Enflasyon ve kurlar - Havadis Gazetesi | Kıbrıs Haber
Perşembe, Mart 28, 2024
Köşe Yazarları

Enflasyon ve kurlar

Onur Borman

Konumuza geçmeden önce bu gün gerçekleştirilecek Milletvekilliği seçim sonuçlarının Halkımıza ve ülkemize hayırlı olmasını dilerim.

Bu hafta gerek Türkiye’de gerekse KKTC’de Aralık ayı ve 2017 bir yıllık enflasyon oranları açıklandı. Türkiye’de tüketici fiyatlarıyla yıllık enflasyon % 11.92,  üretici fiyatlarıyla ise % 15.1 olarak gerçekleşti. Çekirdek enflasyon da %12.3 oldu.

> [Yönerge 1]
Kayıtlarda "Where can the red" ifadesinin geçtiği satırdan başlayıp kayıtların sonunda biten satırları, "banner" adını "flag" olarak değiştirip geri kalan her şeyi olduğu gibi bırakarak yeniden yazın.

> [Girdi]
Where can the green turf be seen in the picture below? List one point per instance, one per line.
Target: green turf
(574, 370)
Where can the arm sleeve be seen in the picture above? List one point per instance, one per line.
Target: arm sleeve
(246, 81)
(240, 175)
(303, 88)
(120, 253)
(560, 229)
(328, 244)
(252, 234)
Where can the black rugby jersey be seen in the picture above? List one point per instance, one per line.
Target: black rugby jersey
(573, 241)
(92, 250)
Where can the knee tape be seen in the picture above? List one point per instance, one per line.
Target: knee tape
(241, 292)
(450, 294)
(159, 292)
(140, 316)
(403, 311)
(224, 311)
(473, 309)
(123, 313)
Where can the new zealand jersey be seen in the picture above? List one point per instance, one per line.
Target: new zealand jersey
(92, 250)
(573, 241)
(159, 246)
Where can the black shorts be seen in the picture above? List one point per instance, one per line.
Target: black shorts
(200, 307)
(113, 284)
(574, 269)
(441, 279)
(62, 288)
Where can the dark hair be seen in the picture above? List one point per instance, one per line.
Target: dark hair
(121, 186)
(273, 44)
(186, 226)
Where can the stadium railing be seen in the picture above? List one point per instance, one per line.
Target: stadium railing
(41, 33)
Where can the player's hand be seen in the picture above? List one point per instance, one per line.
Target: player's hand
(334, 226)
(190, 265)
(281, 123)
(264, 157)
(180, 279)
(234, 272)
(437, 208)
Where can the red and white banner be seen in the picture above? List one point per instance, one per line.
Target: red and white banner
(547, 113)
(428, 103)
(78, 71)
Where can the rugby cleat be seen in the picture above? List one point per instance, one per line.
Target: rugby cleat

> [Yönerge 2]
Enflasyon ve kurlar üzerine yazıdan "Enflasyon ve kurlar - Havadis" sözleriyle başlayıp "hayırlı olmasını dilerim." sözleriyle biten bölümü hiçbir değişiklik yapmadan alıntılayın.

> [Tam Yanıt 1]
Where can the red and white flag be seen in the picture above? List one point per instance, one per line.
Target: red and white flag
(547, 113)
(428, 103)
(78, 71)
Where can the rugby cleat be seen in the picture above? List one point per instance, one per line.
Target: rugby cleat

> [Tam Yanıt 2]
Enflasyon ve kurlar - Havadis Gazetesi | Kıbrıs Haber
Perşembe, Mart 28, 2024
Köşe Yazarları

Enflasyon ve kurlar

Onur Borman

Konumuza geçmeden önce bu gün gerçekleştirilecek Milletvekilliği seçim sonuçlarının Halkımıza ve ülkemize hayırlı olmasını dilerim.